## Fragmento para leer
-*-

TITULARES
Analizar la trayectoria devocional de esta advocación mariana constituye la clave de bóveda en la génesis de la cofradía como entidad aglutinadora de un puñado de fieles que dieron culto a la Madre de Dios. Es por ello por lo que se hace del todo necesario estudiar el primer icono para contextualizar la nueva obra gubiada por Buiza y que supuso una auténtica mutación estética.
La actual talla de María Santísima de la Trinidad Coronada debe su factura al imaginero sevillano Francisco Buiza Fernández [Carmona 1922 – Sevilla 1983]. El lustro comprendido entre la ejecución y la adquisición por parte de la cofradía se entiende en la medida que era costumbre del maestro realizar imágenes de candelero en el período estival, es decir cuando la demanda era menor. Buiza sólo modelaba rostro y manos con lo que implicaba un escaso esfuerzo físico.; luego las sacaba de punto en madera para finalmente ensamblarlas y policromarlas. Cuando las terminaba, el autor tenía por costumbre almacenarlas en el trastero que tenía en su taller ubicado en la Casa de los Artistas de Sevilla. Allí las vestía decorosamente y las tenía en exposición permanente para que la vieran los potenciales clientes. En este contexto se explica la visita de los miembros de la hermandad en el mes de enero de 1968 para adquirir esta talla.

-*-

## Consigna
Prosigue el texto sobre la talla de María Santísima de la Trinidad a partir de su última oración, manteniendo el mismo registro.

## Extracto de datos
-*-

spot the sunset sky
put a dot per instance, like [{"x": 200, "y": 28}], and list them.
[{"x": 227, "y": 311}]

-*-

## Respuesta
La obra presenta ciento sesenta y siete centímetros de envergadura y fue realizada en madera de cedro policromado, estando encarnadas manos, zona escapular, cuello y testa; el resto del cuerpo está semianatomizado hasta la altura de las caderas para insinuar los volúmenes. En la zona inferior, una estructura troncopiramidal formada por listones forrados de tela conforman una silueta acampanada que será revestida con enaguas y saya. Las extremidades superiores se resuelven mediante unas secciones cilíndricas con juego metálico de rotulación en el codo y hombros que permiten la movilidad de aquellas a la hora de ser vestida y para colocar las manos en actitud de ofrenda o en devoto besamano.
En el plano técnico, la Virgen de la Trinidad comulga con el recetario de anexos que enfatizan los rasgos expresivos. Así pues, se ensamblan en la cabeza la mascarilla y el cráneo para permitir el ahucamiento de las órbitas oculares y suplirlas con esferas vítreas que se pintan por la zona cóncava; asimismo la arcada dentaria superior se logra mediante el tallado interior de la boca bien naturalizada y próxima al modelo real.
El estudio de su policromía revela los diferentes aparejos preparatorios sobre el soporte o madera. Así y en primer lugar, tras una gruesa capa de encolado, se recubre la talla con yeso blanco previamente tamizado, tapando así los poros e irregularidades del leño; esta operación se repite dos o tres veces con las subsiguientes operaciones de alisar, lijar y limpiar entre aplicación y aplicación. Posteriormente se mezcla albayalde preparado con agua y goma laca blanca, este preparado tiene como función última impedir que el yeso absorba el aceite del color y actúa como imprimación en relación con las carnaciones al óleo que se concentran en las zonas ya comentadas del rostro, cuello, hombros y manos. En esta fase la técnica aplicada es mixta puesto que aparecen zonas en mate y otras en pulimento con objeto de revalorizar el modelado de la obra.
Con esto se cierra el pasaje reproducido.